= Excerpt =
The truth of that statement is in the progressive tense of the verb phrase “am learning to let go.” It is a work in progress and so am I.

I apologize if you tire of hearing me whine about selling our house and moving, but it’s kind of on my mind every morning, noon and night as I attempt to de-clutter and pack 18 years worth of stuff.

I’m not exactly sure why it’s so hard. It’s not like we haven’t moved before. In fact, in the 31 years that we have been married, My husband and I have moved a total of five times, the last two of them into our own homes. Each time we moved, we moved with more children. Our last move here, almost 20 years ago, we had four kids 12 and under. My youngest, Johanna, was two.

With each expansion of family and space, the clutter grew too. We homeschooled for the majority of those 32 years, so each move involved more curriculum, art supplies, science projects and the like. I empathize with teachers who have to pack up their classrooms to move at the end of the year and begin again in a new space in the fall.

Our classroom was our entire home and our one-acre property and barn. I’m still finding old sketch journals and science notes and reports. It warms my heart and some of it is hard to let go.

It’s hard to let go of the expectations I placed on myself. I am much more forgiving of my kids. It’s okay that they didn’t complete those journals or re-write the science report. But it’s much harder for me to give myself permission to let go of the undone tasks I thought I would complete or the milestones I imagined I could achieve.

The other day, I was listening to a podcast on de-cluttering as I was separating things into toss, keep and give away piles. The podcast was timely indeed. A professional organizer was encouraging others to recognize what lies beneath the clutter (besides dust bunnies and lost change). She said that most of our accumulation of stuff represents someone or some expectations or memories that we are struggling to release and let go. When we acknowledge these interior processes, we are free to choose to let them go in the way that honors our memories and experience.

= Provided material =
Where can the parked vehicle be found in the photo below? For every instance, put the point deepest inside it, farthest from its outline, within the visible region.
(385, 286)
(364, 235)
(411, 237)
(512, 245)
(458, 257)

= Actions to take =
A) Condense the paragraph of the essay on moving that begins "I'm not exactly sure why it's so hard" into a short bulleted list that keeps its main facts.
B) Pick up the essay on moving and letting go of clutter, starting right after its last sentence.

= Written responses =
A)
- The writer isn't sure why this move feels so hard, since the family has moved before.
- In 31 years of marriage, the writer and her husband have moved five times, the last two into their own homes.
- Each move came with more children.
- Their last move, almost 20 years ago, was with four kids aged 12 and under.
- The youngest, Johanna, was two at the time.

B)
This understanding of why we hold on and how to let go has helped me in packing up the house and in addressing some emotional baggage too. I have some unusual things that I have held onto all these years. The best examples are from my daughter Johanna’s room.

Raising a child with brain injury and developmental delays, who is also medically fragile, creates some interesting clutter. For example, for her 21st birthday, my daughter received quite a few wine glasses decorated with specially designed congratulations, celebrating that she was officially legal to have an alcoholic drink. Though she never has more than a few sips of wine or beer, she has enjoyed this rite of passage. Right next to the decorated glasses, is her artwork, crafts and toys which are tell-tale signs of the eternal childhood which makes my daughter a unique gift to the world.

In Johanna’s room, there are four toys that represent much more than the cluttered spaces they occupy. Two of them are large stuffed animals — Winnie the Pooh and Tigger. These colorful stuffed toys don’t mean a lot to my daughter. She doesn’t remember where or who they came from, but I do — like it was yesterday. The other two toys are holiday Barbie dolls, in festive red velvet and white fluffy dresses. Think sleigh rides and hot chocolate — not a typical dress for Barbie. The very unusual thing about these dolls is not so much the dresses but the makeshift sleighs upon which they ride.

The sleighs are really footed leg splints, made of durable plastic and covered in soft lambskin. When Johanna was in a coma years ago, from Thanksgiving until nearly Christmas, those splints helped keep her legs and feet straight, protecting the muscles from atrophy while she slept.

On Christmas as Johanna and our family were waking from her long sleep, the nurses gave my daughter the Barbies. My older girls spied the splints as the perfect sleigh ride for the holiday Barbies to ride. The velcro straps which once held my daughter’s tiny legs and feet now secured the dolls for long adventures in the girls’ imaginations at play.

As for Tigger and Pooh, they were my pillows on the sleeper chair during the long nights in the ICU, as I slept at my daughter’s side. I’ve bagged and boxed many things for donations; some were harder than others to let go. Tigger and Pooh and the Barbies in their sleighs are still sitting on the shelf. Every time I try to put them in a “to go” box, I remember and cherish the time they represent.

They remind me of the little comforts and the resilience of our family in an immense time of struggle. For now, I’ll keep them on the shelf — maybe even bring them to our next home, packed up in a box marked “special memories”. When I am ready, I can gift them to a special child and a mom who needs them now or give them to a grandchild.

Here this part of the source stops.